▶ **Task data**:
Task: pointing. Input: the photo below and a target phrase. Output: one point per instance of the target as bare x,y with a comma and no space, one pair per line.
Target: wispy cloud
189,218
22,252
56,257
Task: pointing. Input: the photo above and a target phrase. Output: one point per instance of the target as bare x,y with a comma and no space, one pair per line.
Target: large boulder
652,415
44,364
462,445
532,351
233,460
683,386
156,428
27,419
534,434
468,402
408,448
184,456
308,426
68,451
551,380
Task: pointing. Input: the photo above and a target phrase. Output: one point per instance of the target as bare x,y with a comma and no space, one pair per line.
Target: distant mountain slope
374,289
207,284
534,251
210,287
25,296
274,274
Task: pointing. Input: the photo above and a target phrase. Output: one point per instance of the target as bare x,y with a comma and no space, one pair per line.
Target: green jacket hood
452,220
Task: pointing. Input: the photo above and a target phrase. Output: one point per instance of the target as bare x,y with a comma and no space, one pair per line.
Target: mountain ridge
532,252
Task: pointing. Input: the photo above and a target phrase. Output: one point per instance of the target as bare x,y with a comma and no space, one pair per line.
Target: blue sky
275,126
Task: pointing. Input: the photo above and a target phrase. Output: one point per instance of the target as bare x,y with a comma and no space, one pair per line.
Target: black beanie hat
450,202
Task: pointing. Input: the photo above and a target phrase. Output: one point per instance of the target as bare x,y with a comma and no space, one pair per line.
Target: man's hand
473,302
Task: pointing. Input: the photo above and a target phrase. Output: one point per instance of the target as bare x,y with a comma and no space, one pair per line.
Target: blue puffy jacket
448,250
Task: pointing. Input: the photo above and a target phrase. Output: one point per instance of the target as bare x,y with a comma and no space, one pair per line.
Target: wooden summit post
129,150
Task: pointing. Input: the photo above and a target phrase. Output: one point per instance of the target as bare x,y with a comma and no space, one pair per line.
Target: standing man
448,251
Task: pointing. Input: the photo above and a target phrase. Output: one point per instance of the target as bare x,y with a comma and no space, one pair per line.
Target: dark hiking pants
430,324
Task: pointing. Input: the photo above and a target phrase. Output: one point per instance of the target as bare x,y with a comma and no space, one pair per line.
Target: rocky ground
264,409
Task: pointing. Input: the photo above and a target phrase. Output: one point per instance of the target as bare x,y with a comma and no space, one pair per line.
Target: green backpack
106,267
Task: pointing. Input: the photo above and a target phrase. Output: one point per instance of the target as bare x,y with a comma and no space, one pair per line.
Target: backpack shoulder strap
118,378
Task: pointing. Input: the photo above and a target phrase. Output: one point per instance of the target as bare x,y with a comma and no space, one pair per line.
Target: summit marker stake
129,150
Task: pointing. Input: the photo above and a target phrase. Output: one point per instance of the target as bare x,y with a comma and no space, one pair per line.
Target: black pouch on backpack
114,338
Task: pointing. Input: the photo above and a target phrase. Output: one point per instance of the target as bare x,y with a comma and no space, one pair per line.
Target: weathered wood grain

▶ **Assignment**:
A word-for-word copy of the material above is required.

▶ **Expected answer**:
Task: pointing. Input: the photo below and a target phrase. Output: one point per instance of the target as bare x,y with a comma and no space, one pair per line.
Target: wispy cloud
189,218
22,252
56,257
Task: pointing. Input: the photo above and a target phrase. Output: one point per instance of the target as bare x,y with a comma and no space, one pair per line.
Target: large boulder
652,415
44,364
462,445
532,351
233,460
683,386
156,428
27,419
534,434
468,402
408,448
184,456
308,426
68,451
551,380
Task: pointing. Input: the photo above and a target phrase. Output: one point per instance of the target as bare x,y with a comma and no space, one pair per line.
Target: distant mountain slope
374,289
207,284
534,251
210,287
25,296
274,274
Task: pointing. Input: the photo above and a target phrase. Output: one point per instance of the target as bare x,y with a comma and no space, one pair per line.
Target: green jacket hood
452,220
Task: pointing. Input: the photo above and a target phrase. Output: one point per instance of the target as bare x,y with a comma and no space, one pair per line.
Target: mountain ridge
532,252
Task: pointing. Input: the photo above and a target phrase. Output: one point per instance of the target as bare x,y with a comma and no space, one pair per line.
Target: blue sky
275,126
Task: pointing. Input: the photo above and a target phrase. Output: one point per instance of the target as bare x,y with a comma and no space, one pair per line.
Target: black beanie hat
450,202
Task: pointing. Input: the photo above and a target phrase. Output: one point per instance of the target as bare x,y with a comma and no space, one pair per line.
Target: man's hand
473,302
Task: pointing. Input: the photo above and a target phrase. Output: one point per instance of the target as bare x,y with a comma and no space, one pair per line.
Target: blue puffy jacket
448,250
Task: pointing. Input: the photo above and a target phrase. Output: one point per instance of the target as bare x,y with a comma and no space, one pair per line.
Target: wooden summit post
129,150
Task: pointing. Input: the photo above and a target phrase. Output: one point per instance of the target as bare x,y with a comma and no space, one pair per line.
Target: standing man
448,251
Task: pointing. Input: the photo above and a target phrase. Output: one point per instance of the target as bare x,y with a comma and no space, one pair per line.
Target: dark hiking pants
430,324
Task: pointing. Input: the photo above and a target phrase. Output: one point per instance of the target as bare x,y with a comma and no space, one pair per line.
Target: rocky ground
264,409
Task: pointing. Input: the photo above and a target phrase. Output: one point per instance of the target as bare x,y with a comma and no space, one pair per line.
Target: green backpack
106,267
Task: pointing. Input: the photo above and a target phrase. Output: one point per instance of the target as bare x,y with a comma and no space, one pair per line.
Target: backpack shoulder strap
118,378
Task: pointing. Input: the photo above and a target phrase. Output: one point per instance of the target as bare x,y with a comma and no space, one pair per line.
Target: summit marker stake
129,150
Task: pointing. Input: the photo above and a target phrase. Output: one point per instance of the target as bare x,y with a comma and no space, one pair per line.
Target: black pouch on backpack
114,338
Task: pointing. Input: the photo above and a target phrase. Output: one point per instance of the target as bare x,y with a comma and no space, one pair per line.
Target: weathered wood grain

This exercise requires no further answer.